By Tony Cauchi, May 2006
The purpose of this work is to introduce the reader to each of the successive movements of the Spirit which have occurred since the Reformation. It will be clearly seen that revival has always been high on God’s agenda and is a major key to understanding Christian history. It is only an historical survey of revival. It does not dwell on issues of practice or theology. Nor does it discuss the sociological impact of spiritual awakenings. Many of these issues are addressed in other works in the Revival Library. Rather we will restrict ourselves to the bare facts of revivals that have taken place during the past 300 years.
THE SIX WAVES OF REVIVALS
Those who have read of revivals may not know that there have been several very distinct periods of revival history since the 16th century Reformation. Their occurrence has often appeared as spasmodic, haphazard, unpredictable and irregular, but this is far from the truth.
We are indebted to the prolific writer and scholar, Dr J Edwin Orr, for his extensive and painstaking research into the history of revivals. His work has clearly revealed several distinct and successive ‘great awakenings’ or ‘resurgences.’ These progressive periods of revival are unquestionably the means God has used to counteracts spiritual decline in the church and to promote spiritual advance in the world. There have been six of these major periods or waves from the Reformation to the turn of the 20th century, from 1727, 1792, 1830, 1857,1882 and 1904.
We have chosen to use the “wave” analogy to illustrate these six periods of time, when God poured out His Holy Spirit, reviving the church and awakening the lost. The life of a wave begins imperceptibly but there is a point when it becomes visible and the water begins to lift. Very quickly it rises to a peak, breaks and then slowly recedes. This process continues with each new wave, drawing up some water from the old one and pushing it onto the next. This is precisely what happened in revival history.
On or around each of the above dates the church enjoyed a fresh wave of God’s blessing. We call each of them “great” awakenings because, although they incorporated local revivals, their effects crossed national boundaries and were ultimately world-wide in scope.
The First Great Awakening of 1727 onwards
Commonly called “The Great Awakening” this was certainly not the greatest revival in numerical growth or geographical scope. Nevertheless, it well deserves the title because it was the first discernible occasion that God’s Spirit was outpoured simultaneously across different nations.

▸ **Stored dataset items**

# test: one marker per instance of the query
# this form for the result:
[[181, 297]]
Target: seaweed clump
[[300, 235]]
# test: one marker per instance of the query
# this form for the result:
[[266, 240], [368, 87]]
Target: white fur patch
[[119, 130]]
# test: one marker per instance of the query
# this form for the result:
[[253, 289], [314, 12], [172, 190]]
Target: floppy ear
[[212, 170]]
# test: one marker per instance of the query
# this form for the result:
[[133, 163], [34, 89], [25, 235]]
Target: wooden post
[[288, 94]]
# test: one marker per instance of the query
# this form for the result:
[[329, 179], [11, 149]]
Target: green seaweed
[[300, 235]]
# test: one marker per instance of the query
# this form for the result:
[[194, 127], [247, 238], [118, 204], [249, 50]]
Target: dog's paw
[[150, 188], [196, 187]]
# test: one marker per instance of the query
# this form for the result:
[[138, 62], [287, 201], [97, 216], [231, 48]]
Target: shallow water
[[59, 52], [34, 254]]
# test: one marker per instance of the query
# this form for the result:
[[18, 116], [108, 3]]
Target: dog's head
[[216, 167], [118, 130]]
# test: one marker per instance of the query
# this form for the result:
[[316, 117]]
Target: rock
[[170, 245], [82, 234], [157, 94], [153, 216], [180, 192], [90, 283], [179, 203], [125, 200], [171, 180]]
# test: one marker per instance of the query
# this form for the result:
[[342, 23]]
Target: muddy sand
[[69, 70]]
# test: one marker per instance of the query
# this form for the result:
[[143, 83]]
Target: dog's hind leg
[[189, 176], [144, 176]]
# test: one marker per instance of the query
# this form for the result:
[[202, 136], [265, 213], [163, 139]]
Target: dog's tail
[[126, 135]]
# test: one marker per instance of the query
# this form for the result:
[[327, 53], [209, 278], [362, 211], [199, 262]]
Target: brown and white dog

▸ **SHORT EXERCISE**
Answer these questions from the text on revival history:
1. Whose research revealed the successive "great awakenings"?
2. What analogy does the text use to illustrate the six periods of revival?
3. According to the text, why does the awakening of 1727 deserve the title "The Great Awakening"?

▸ **FINISHED EXERCISE**
1. Dr J Edwin Orr
2. The "wave" analogy
3. It was the first discernible occasion that God's Spirit was outpoured simultaneously across different nations.